*Text segment*
- - - -
U.S. Intellectual History Blog

Everyman His Own Professional Wrestling Historian

The following is a guest post from Oliver Bateman, professor of American legal history at the University of Texas at Arlington.

Carl Becker, whose long-overdue revival is discussed in greater and more critical detail here, writes in his “Everyman His Own Historian” address that “the history that does work in the world…is living history, that pattern of remembered events, whether true or false, that enlarges and enriches the specious present, the specious present of Mr. Everyman.” This is intended to serve as a valuable reminder that history ought to be remade to suit the needs of whatever generation writes it, in order that we members of that generation might “make use” of history so as “to correct and rationalize for common use Mr. Everyman’s mythological adaptation of what actually happened.”

When I first read (or, to be perfectly candid, skimmed) this address at the beginning of my graduate career, I considered it more small “d” democratic than it actually is. The address, far from being a plea for “Mr. Everyman” to actually sit down and write his own history, is instead an exhortation to professional historians to adapt their work to the “felt necessities” of the present, Von Rankean notions of perfect objectivity be damned.1 It is a call, in other words, for better and more relevant scholarly production—even if, as Becker himself acknowledges, Everyman rarely reads “our” books.

Everyman’s own memories, in Becker’s opinion, “fashion for him a more spacious world than that of the immediately practical,” with most of the scraps of factual knowledge that he acquires derived from his mostly unconscious work as a popular culture bricoleur: “information, picked up in the most casual way…from knowledge gained in business or profession, from newspapers glanced at, from books (yes, even history books) read or heard of, from remembered scraps of newsreels or educational films or ex cathedra utterances of presidents and kings, from fifteen-minute discourses on the history of civilization broadcast by the courtesy (it may be) of Pepsodent, the Bulova Watch Company, or the Shepherd Stores in Boston.”2 For those of us who regularly encounter students whose entire understanding of world events is derived from BuzzFeed lists and Daily Show clips, Becker’s somewhat condescending remark continues to resonate.

Becker’s proposed solution, then, is that we professional historians must work to ensure that Mr. Everyman’s weltanschauung is shaped by more than just the detritus left in the sieve after his daily skimming and browsing is complete. Thus, through our useful and frequent contributions to the public-intellectual sphere, a somewhat more enlightened Mr. Everyman might one day become acquainted with the meanings of borrowed words and phrases such as bricoleur, ex cathedra, and weltanschauung.
- - - -
*Information provided*
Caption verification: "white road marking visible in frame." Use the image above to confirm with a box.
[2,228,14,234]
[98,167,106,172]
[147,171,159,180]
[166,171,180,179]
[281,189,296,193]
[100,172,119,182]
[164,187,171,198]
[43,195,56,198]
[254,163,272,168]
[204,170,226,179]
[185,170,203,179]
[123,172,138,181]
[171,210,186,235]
- - - -
*Required task 1*
In the blog post about Carl Becker, condense the paragraph beginning "When I first read (or, to be perfectly candid, skimmed)" into a short bulleted list that keeps its main facts.
*Required task 2*
According to the blog post about Carl Becker, who wrote the guest post, and what position does that person hold?
*Required task 3*
The blog post about Carl Becker quotes a passage listing where Mr. Everyman casually picks up information. Name every source in that list.

*Worked solution 1*
- The writer first read, or skimmed, Becker's address at the start of graduate school and took it to be more small "d" democratic than it is.
- The address does not ask Mr. Everyman to write his own history.
- Instead, it urges professional historians to adapt their work to the "felt necessities" of the present and to set aside Von Rankean ideals of perfect objectivity.
- In effect, it calls for better and more relevant scholarship, even though Becker admits that Everyman rarely reads "our" books.

*Worked solution 2*
Oliver Bateman wrote it. He is a professor of American legal history at the University of Texas at Arlington.

*Worked solution 3*
- Knowledge gained in business or profession
- Newspapers glanced at
- Books (even history books) read or heard of
- Remembered scraps of newsreels or educational films
- Ex cathedra utterances of presidents and kings
- Fifteen-minute discourses on the history of civilization broadcast by the courtesy of Pepsodent, the Bulova Watch Company, or the Shepherd Stores in Boston